**Items**
☆ ☆ ☆ ☆ ☆ ☆ ☆

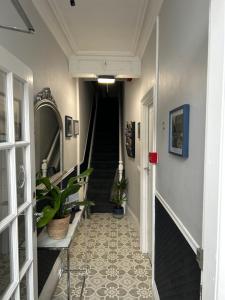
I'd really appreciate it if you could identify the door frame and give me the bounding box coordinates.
[140,86,157,258]
[202,0,225,300]
[0,46,38,300]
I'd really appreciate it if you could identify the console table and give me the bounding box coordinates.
[37,207,87,300]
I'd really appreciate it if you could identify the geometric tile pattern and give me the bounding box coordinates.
[52,214,152,300]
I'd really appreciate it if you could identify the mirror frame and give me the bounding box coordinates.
[34,88,64,181]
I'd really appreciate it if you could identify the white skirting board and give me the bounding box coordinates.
[126,205,140,232]
[152,281,160,300]
[155,191,200,254]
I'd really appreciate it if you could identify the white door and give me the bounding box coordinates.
[0,47,37,300]
[146,104,154,256]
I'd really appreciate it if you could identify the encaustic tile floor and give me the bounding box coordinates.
[52,214,152,300]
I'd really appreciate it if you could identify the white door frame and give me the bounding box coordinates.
[140,87,157,255]
[202,0,225,300]
[0,47,38,300]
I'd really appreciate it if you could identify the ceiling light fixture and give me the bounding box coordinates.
[98,75,116,84]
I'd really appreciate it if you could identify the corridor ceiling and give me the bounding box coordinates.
[33,0,155,57]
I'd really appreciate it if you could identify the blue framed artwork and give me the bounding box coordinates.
[169,104,190,158]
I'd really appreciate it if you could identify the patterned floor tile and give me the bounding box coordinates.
[52,214,152,300]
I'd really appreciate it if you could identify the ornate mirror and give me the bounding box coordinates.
[34,88,63,179]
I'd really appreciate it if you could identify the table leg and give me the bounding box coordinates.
[67,248,71,300]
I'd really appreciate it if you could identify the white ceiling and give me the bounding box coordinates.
[33,0,151,56]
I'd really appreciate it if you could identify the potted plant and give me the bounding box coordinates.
[36,168,94,240]
[112,177,127,219]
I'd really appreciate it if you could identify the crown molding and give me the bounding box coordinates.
[32,0,73,59]
[47,0,79,53]
[135,0,164,59]
[75,50,134,57]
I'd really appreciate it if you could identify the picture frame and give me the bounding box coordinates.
[65,116,73,137]
[169,104,190,158]
[0,92,7,143]
[14,98,22,142]
[73,120,79,136]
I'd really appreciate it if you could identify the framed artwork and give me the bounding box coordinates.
[65,116,73,137]
[138,122,141,139]
[169,104,190,158]
[0,93,6,143]
[14,98,22,141]
[73,120,79,136]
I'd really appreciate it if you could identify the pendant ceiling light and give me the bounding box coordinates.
[98,75,116,84]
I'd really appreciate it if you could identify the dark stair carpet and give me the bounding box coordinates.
[87,98,119,213]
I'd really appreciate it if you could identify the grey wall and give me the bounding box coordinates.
[123,28,156,221]
[156,0,209,244]
[124,0,209,244]
[0,0,78,170]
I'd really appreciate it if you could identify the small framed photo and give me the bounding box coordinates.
[73,120,79,136]
[65,116,73,137]
[169,104,190,158]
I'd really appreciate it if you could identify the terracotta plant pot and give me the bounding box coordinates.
[47,215,70,240]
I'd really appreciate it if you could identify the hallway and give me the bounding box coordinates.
[52,214,152,300]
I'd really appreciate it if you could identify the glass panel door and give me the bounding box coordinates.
[0,47,37,300]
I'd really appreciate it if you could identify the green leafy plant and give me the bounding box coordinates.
[112,177,127,208]
[36,168,94,228]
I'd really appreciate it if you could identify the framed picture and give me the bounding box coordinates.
[125,122,135,158]
[65,116,73,137]
[138,122,141,139]
[14,98,22,141]
[0,93,6,143]
[169,104,190,158]
[73,120,79,136]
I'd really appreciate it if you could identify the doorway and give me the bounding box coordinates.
[0,47,37,300]
[140,88,156,260]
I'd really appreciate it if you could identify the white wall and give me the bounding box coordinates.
[123,28,156,221]
[0,0,78,170]
[79,79,94,163]
[156,0,209,245]
[124,0,209,244]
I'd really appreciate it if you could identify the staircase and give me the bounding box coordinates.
[87,98,119,213]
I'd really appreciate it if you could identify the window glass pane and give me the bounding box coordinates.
[0,70,7,143]
[13,78,24,141]
[18,214,27,269]
[20,275,28,300]
[16,148,26,206]
[0,150,9,221]
[0,228,12,299]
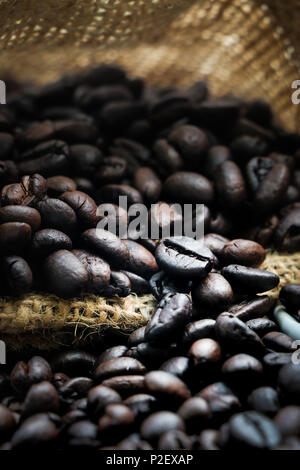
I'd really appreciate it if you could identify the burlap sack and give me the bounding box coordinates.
[0,0,300,348]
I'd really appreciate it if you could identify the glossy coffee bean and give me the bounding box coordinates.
[155,237,214,278]
[0,206,41,232]
[0,222,31,255]
[94,357,146,382]
[141,411,185,442]
[163,171,214,206]
[145,294,192,341]
[248,387,280,417]
[43,250,89,297]
[192,273,233,314]
[221,264,279,293]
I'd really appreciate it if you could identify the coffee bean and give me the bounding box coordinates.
[163,171,214,206]
[155,237,214,278]
[145,294,192,341]
[192,273,233,314]
[141,411,185,442]
[221,264,279,293]
[43,250,89,297]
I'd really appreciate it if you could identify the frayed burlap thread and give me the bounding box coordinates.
[0,251,300,349]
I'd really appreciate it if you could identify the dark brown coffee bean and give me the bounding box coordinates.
[215,312,265,354]
[81,228,131,271]
[163,171,214,206]
[12,413,58,449]
[221,238,266,268]
[72,250,111,294]
[22,382,59,418]
[31,228,72,257]
[43,250,89,297]
[94,357,146,382]
[1,256,33,295]
[145,370,191,403]
[0,222,31,255]
[140,411,185,442]
[182,318,216,346]
[36,198,78,235]
[155,237,214,278]
[192,273,233,315]
[59,191,100,228]
[10,356,52,393]
[47,176,77,198]
[0,205,41,232]
[215,161,246,210]
[145,294,192,341]
[248,387,280,417]
[221,264,279,293]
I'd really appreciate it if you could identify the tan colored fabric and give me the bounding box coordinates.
[0,252,300,349]
[0,0,300,129]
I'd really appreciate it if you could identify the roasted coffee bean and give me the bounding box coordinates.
[134,167,162,204]
[182,318,216,346]
[279,284,300,309]
[59,191,100,228]
[163,171,214,206]
[124,240,158,279]
[95,346,128,367]
[203,233,230,257]
[248,387,280,417]
[72,250,111,294]
[81,228,129,268]
[159,356,190,380]
[153,139,184,174]
[102,375,146,397]
[0,205,41,232]
[22,382,59,418]
[95,156,127,185]
[178,397,211,433]
[215,312,265,354]
[221,239,266,268]
[43,250,89,297]
[47,176,77,198]
[189,338,222,370]
[222,354,263,389]
[94,357,146,382]
[278,362,300,404]
[31,228,72,257]
[0,222,31,255]
[67,420,100,449]
[52,350,95,377]
[157,430,193,450]
[204,145,231,179]
[214,161,246,210]
[141,411,185,442]
[69,144,102,176]
[221,264,279,293]
[145,294,192,341]
[10,356,52,394]
[36,198,78,235]
[1,256,33,295]
[229,411,280,449]
[168,125,208,163]
[262,331,296,352]
[192,273,233,315]
[246,317,278,337]
[12,413,58,449]
[155,237,214,278]
[228,295,274,321]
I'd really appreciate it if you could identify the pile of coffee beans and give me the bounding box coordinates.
[0,65,300,450]
[0,280,300,450]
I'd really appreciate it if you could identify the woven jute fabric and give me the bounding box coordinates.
[0,252,300,349]
[0,0,300,129]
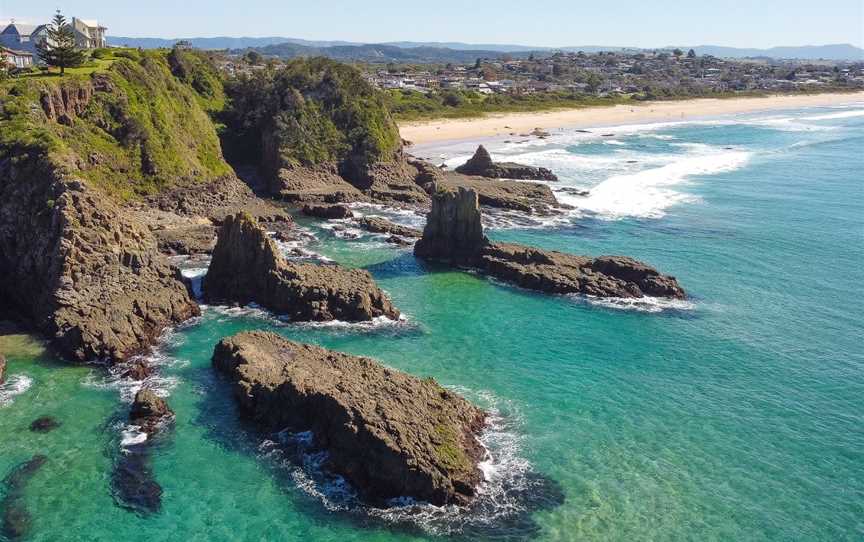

☆ ☆ ☆ ☆ ☆ ☆ ☆

**Written exercise**
Copy out the stretch from the line containing "I'd really appreciate it if you could identify the picture" through the line containing "[36,168,94,228]", swapping "hallway" for "entrance hall" and leaving everything else unchanged.

**The solution**
I'd really appreciate it if you could identify the picture frame and give me the bounding box coordinates.
[65,116,73,137]
[169,104,190,158]
[0,92,7,143]
[14,98,22,142]
[73,120,79,136]
I'd really appreciate it if you could identify the framed artwork and give me the bounding box coordinates.
[65,116,73,137]
[138,122,141,139]
[169,104,190,158]
[0,93,6,143]
[14,98,22,141]
[73,120,79,136]
I'd really appreciate it if you could identify the pendant ceiling light and give me the bounding box coordinates.
[98,75,116,84]
I'd really appreciate it if you could identify the dark stair carpet and give me the bounding box coordinates.
[87,98,119,213]
I'd really appreciate it if you could identify the grey wall and give me the bounding box coordinates.
[123,28,156,221]
[156,0,209,244]
[124,0,209,244]
[0,0,78,170]
I'd really appreciate it if you could identify the small framed photo and give me the bounding box coordinates.
[73,120,79,136]
[65,116,73,137]
[169,104,190,158]
I'd really appreciate it if you could identify the terracotta plant pot and give me the bounding box coordinates.
[47,215,70,240]
I'd really appreciate it if you could identify the entrance hall and give me the bounding box coordinates.
[52,214,152,300]
I'd really appreciate it if you could identify the glass panel door and give me the bounding box coordinates.
[0,47,37,300]
I'd really appreciate it if you could identify the green leafy plant and give me the bounding box coordinates.
[112,177,127,208]
[36,168,94,228]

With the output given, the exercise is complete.